■ **Exercise**: Which of the lines below include the word "bamboo"? Pull each one out.
━━━━━ Data to examine ━━━━━
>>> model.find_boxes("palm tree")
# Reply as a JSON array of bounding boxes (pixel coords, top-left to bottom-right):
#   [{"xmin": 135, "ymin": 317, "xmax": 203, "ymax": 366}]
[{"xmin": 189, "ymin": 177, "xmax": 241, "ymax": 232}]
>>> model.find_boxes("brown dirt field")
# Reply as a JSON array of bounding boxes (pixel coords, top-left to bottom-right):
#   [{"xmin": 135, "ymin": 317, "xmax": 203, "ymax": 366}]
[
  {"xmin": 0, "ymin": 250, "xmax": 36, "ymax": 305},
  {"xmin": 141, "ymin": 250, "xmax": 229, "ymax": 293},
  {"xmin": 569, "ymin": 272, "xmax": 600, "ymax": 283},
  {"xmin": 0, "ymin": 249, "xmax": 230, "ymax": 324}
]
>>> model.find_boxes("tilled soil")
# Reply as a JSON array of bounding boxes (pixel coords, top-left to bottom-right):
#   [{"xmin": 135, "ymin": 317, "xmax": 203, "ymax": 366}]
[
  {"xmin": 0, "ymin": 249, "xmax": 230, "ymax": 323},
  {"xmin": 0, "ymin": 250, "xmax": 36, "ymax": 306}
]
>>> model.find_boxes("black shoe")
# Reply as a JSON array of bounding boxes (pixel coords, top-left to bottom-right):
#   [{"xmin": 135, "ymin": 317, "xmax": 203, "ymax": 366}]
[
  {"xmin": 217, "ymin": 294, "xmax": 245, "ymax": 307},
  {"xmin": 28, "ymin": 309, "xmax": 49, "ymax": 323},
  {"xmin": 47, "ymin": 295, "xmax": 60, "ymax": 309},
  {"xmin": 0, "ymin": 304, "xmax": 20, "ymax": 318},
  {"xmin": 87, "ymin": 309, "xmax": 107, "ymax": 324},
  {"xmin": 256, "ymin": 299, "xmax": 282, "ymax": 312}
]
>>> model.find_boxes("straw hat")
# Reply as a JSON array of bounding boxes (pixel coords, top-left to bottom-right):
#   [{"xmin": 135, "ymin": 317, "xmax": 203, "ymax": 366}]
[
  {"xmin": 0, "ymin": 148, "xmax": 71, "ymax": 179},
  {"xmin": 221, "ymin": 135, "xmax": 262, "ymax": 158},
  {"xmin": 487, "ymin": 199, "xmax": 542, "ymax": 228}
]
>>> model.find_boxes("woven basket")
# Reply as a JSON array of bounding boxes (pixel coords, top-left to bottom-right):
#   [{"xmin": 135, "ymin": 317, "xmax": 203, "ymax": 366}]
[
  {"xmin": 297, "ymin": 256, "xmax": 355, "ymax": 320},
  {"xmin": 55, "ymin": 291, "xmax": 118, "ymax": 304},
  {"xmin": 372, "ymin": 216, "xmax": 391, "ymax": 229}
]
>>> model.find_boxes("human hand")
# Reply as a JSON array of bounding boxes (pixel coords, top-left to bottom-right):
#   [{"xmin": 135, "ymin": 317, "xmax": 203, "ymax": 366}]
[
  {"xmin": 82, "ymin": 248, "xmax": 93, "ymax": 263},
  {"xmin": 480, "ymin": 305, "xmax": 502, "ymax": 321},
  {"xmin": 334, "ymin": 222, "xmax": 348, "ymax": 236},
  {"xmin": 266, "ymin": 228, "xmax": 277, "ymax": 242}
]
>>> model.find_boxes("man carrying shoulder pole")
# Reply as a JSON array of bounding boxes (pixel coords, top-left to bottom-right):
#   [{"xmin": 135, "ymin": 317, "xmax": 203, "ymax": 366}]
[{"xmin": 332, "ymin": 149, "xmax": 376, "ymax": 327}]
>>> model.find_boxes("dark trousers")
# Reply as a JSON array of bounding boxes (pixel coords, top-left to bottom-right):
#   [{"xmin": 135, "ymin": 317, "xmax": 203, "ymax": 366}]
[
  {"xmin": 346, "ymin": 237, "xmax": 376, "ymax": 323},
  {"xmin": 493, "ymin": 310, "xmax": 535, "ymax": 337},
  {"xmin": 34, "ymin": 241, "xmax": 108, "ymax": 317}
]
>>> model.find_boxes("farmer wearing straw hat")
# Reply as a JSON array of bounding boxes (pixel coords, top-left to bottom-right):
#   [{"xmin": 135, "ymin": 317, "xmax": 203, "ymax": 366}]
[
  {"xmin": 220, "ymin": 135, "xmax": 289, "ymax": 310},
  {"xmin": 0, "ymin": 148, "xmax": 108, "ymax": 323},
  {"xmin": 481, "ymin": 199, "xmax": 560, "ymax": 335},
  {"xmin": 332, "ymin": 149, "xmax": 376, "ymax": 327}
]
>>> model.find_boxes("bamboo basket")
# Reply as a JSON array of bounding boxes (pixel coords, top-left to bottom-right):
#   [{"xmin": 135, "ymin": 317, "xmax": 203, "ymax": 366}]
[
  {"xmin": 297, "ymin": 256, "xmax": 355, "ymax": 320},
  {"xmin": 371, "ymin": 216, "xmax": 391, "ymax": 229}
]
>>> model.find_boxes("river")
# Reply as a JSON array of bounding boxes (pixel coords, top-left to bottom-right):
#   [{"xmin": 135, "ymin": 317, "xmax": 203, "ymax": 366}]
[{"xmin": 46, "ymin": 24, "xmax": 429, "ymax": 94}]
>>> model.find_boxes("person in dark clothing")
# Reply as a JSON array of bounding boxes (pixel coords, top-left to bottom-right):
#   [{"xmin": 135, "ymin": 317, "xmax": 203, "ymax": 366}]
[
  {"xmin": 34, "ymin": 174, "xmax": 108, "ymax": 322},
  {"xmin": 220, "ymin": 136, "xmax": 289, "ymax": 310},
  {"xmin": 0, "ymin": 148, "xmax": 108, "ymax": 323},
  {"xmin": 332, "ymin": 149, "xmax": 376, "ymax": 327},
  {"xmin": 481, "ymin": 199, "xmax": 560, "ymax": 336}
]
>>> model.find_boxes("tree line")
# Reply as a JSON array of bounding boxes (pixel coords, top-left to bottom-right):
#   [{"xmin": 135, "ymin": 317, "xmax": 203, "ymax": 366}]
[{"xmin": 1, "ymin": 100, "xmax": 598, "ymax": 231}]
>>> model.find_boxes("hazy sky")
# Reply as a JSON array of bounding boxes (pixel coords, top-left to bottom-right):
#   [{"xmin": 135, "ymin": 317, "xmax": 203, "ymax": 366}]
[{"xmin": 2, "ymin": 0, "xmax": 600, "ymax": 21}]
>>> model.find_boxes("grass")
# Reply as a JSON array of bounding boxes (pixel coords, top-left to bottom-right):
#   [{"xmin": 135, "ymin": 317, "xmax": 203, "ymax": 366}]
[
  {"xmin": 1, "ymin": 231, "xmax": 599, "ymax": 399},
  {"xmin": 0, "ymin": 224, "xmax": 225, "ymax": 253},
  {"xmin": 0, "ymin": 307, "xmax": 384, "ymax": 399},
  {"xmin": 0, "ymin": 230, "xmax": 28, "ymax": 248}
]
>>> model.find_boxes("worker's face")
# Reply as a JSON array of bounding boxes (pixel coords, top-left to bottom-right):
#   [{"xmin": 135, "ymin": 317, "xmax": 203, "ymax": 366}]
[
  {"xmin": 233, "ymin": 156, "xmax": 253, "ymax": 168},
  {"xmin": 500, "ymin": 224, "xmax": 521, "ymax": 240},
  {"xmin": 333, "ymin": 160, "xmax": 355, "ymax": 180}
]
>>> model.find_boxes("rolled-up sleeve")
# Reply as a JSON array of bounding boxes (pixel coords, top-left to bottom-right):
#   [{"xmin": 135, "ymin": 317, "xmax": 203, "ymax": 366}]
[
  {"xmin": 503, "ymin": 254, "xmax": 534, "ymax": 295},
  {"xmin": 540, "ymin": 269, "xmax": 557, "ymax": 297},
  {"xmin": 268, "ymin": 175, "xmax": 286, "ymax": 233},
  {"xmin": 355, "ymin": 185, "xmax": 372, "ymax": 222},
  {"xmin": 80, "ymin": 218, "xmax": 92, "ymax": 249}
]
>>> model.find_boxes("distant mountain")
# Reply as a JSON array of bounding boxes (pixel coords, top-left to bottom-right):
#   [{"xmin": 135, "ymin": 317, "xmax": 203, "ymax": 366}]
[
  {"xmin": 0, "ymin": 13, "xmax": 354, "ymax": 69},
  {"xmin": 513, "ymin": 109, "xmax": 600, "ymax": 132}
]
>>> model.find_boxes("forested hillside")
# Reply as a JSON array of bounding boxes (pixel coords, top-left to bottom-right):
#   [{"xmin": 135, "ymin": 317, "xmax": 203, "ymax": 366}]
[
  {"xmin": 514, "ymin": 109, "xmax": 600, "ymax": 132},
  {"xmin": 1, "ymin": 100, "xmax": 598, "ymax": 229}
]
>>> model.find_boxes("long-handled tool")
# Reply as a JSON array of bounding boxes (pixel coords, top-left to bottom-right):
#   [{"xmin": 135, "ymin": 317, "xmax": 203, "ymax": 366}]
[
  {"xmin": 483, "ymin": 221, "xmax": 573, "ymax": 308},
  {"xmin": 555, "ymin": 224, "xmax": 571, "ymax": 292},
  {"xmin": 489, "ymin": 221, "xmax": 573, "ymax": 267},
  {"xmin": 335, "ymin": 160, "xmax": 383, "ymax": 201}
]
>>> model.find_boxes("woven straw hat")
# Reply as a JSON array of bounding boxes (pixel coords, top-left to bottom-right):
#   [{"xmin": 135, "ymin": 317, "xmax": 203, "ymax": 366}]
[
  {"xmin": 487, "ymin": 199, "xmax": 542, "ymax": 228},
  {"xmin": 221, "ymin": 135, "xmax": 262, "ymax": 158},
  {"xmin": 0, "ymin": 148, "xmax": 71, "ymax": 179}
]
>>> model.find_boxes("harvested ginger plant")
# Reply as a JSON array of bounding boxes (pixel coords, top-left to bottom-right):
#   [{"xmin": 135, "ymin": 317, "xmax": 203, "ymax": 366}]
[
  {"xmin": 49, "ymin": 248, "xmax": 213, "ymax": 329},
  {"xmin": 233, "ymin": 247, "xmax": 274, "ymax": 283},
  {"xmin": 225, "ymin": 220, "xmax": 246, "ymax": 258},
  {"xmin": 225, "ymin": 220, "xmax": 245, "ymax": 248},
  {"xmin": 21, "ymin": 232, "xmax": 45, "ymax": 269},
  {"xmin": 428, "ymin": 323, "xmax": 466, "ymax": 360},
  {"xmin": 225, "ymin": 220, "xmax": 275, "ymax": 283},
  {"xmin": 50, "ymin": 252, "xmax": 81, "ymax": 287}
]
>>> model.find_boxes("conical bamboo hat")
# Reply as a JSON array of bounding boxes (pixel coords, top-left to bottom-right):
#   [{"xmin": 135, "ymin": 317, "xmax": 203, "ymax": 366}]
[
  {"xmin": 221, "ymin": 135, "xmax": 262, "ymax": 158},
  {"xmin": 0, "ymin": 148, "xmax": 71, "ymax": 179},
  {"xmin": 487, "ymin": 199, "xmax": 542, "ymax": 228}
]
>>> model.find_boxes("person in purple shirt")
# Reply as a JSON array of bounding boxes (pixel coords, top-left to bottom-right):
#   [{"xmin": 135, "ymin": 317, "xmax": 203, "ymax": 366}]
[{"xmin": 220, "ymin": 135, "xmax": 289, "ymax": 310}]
━━━━━
■ **Task result**:
>>> model.find_boxes("bamboo basket")
>>> model.find_boxes("conical bamboo hat")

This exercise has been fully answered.